> Work to do
Can you repeat the lines from the one containing "Task: point to every instance of the birthday" through the one containing "103], [152, 153]]", inclusive, with the requests unchanged and 147 added to every x and y coordinate in the answer points? Return only those lines.

> Information provided
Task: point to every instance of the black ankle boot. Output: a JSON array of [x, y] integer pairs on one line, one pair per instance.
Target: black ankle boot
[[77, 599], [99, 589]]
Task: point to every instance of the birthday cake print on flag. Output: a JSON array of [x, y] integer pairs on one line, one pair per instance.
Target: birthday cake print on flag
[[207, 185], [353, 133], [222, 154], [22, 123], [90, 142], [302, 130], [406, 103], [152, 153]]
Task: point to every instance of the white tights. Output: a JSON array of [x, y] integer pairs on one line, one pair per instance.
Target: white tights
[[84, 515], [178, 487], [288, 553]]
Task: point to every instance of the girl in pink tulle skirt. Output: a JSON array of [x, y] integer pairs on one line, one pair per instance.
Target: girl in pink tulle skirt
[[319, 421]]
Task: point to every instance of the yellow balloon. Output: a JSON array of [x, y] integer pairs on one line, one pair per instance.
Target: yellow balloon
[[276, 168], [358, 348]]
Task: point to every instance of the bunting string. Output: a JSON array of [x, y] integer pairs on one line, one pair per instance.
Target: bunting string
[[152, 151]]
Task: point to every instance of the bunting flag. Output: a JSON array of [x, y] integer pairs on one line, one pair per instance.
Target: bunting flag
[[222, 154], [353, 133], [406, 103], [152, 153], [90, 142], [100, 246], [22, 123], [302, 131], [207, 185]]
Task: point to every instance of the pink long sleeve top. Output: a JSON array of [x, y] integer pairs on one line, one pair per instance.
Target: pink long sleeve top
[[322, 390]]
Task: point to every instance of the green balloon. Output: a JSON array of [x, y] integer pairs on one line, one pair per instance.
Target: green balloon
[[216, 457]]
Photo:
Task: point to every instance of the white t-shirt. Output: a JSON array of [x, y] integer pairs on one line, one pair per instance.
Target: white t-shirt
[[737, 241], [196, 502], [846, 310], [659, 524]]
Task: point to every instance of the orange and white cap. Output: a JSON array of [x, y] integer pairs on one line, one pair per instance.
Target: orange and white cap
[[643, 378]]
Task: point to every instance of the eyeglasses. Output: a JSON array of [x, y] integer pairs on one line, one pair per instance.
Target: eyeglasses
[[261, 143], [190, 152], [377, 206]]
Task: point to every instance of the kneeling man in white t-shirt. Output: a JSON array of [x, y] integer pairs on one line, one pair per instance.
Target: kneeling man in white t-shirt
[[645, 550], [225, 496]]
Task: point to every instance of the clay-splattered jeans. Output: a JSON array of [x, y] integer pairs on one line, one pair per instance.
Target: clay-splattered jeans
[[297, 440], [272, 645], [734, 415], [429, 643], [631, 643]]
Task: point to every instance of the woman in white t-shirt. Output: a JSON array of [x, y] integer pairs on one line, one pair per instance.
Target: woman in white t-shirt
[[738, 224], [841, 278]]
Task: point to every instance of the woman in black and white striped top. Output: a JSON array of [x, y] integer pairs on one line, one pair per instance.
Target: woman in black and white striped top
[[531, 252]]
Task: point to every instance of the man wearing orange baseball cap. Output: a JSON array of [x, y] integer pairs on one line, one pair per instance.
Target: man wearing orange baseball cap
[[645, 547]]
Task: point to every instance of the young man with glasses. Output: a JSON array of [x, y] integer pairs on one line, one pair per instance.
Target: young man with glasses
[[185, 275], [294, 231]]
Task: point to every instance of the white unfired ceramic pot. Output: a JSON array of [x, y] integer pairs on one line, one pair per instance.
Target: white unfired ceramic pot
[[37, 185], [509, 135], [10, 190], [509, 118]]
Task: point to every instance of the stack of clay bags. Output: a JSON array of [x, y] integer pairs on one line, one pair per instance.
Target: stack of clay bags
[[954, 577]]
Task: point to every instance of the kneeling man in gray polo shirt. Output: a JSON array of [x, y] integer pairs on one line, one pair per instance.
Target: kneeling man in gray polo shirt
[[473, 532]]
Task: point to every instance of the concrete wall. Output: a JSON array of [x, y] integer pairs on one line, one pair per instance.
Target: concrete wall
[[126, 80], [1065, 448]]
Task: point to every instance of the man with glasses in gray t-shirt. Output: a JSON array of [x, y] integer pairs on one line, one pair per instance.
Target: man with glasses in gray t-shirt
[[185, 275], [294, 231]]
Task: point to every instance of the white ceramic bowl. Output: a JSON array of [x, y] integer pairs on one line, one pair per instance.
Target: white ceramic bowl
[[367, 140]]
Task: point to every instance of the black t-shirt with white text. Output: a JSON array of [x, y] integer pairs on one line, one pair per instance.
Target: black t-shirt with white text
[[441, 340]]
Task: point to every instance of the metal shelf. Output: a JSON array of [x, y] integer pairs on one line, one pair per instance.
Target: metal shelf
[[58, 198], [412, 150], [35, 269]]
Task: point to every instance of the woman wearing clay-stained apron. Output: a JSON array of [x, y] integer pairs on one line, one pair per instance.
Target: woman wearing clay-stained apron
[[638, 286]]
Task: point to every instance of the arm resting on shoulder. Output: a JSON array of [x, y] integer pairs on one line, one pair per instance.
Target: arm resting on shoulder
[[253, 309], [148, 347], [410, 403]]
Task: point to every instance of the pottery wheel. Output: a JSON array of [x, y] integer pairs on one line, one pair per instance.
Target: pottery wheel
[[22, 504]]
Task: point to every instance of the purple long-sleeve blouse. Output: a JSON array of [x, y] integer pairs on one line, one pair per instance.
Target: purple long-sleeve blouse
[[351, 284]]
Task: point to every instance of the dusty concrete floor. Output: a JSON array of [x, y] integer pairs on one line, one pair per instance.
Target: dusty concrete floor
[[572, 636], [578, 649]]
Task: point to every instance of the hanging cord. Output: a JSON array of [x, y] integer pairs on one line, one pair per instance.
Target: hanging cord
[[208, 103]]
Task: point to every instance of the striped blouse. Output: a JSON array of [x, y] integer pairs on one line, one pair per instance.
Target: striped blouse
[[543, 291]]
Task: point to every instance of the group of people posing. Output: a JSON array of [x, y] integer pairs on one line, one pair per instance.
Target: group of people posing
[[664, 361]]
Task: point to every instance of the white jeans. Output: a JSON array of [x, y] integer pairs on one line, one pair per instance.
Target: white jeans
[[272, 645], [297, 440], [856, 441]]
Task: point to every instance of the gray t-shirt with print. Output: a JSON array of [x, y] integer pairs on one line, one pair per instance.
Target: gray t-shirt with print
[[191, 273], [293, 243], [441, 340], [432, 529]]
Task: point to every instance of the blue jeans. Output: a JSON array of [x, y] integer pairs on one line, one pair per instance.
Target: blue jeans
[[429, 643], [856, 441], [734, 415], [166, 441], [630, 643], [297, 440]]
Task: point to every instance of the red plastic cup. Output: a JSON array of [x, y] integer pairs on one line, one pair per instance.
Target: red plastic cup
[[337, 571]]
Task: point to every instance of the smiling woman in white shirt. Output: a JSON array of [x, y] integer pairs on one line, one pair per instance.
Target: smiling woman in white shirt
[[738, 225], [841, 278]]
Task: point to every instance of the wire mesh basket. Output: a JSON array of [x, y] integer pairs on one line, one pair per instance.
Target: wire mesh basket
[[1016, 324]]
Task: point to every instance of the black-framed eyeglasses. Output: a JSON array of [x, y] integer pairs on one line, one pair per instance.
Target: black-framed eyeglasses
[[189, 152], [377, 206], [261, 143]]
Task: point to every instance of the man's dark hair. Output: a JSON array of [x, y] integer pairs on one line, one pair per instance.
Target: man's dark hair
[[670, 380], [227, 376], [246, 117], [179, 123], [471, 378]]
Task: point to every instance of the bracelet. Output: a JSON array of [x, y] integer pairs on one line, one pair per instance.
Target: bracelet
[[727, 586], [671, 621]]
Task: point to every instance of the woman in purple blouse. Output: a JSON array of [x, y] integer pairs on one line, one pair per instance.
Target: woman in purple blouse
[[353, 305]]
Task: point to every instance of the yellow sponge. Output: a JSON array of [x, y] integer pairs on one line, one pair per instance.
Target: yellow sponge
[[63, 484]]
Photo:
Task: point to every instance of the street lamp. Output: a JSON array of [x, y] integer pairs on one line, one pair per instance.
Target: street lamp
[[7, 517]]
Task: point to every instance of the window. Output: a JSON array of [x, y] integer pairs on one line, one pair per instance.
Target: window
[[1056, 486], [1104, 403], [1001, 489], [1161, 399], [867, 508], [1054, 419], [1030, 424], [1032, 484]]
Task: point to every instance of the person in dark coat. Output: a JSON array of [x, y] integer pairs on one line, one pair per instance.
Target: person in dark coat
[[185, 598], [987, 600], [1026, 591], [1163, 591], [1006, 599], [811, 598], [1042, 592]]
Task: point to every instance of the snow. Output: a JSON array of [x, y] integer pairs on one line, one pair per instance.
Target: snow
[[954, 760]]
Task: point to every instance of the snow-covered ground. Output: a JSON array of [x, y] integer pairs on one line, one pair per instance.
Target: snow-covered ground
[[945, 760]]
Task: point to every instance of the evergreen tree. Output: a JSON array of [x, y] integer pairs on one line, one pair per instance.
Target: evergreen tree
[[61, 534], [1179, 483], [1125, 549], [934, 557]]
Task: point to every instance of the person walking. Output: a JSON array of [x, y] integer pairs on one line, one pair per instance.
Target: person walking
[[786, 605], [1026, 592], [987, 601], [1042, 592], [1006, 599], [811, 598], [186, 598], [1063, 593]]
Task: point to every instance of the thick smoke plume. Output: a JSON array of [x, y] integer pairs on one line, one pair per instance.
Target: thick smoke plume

> Task solution
Task: point to every instance of the birthday cake print on flag. Output: a JSON array of [x, y] integer pairs on one line, one pair per instance.
Target: birthday cake print on flag
[[354, 332], [500, 280], [369, 301], [169, 270], [237, 289], [449, 277], [553, 250], [299, 300]]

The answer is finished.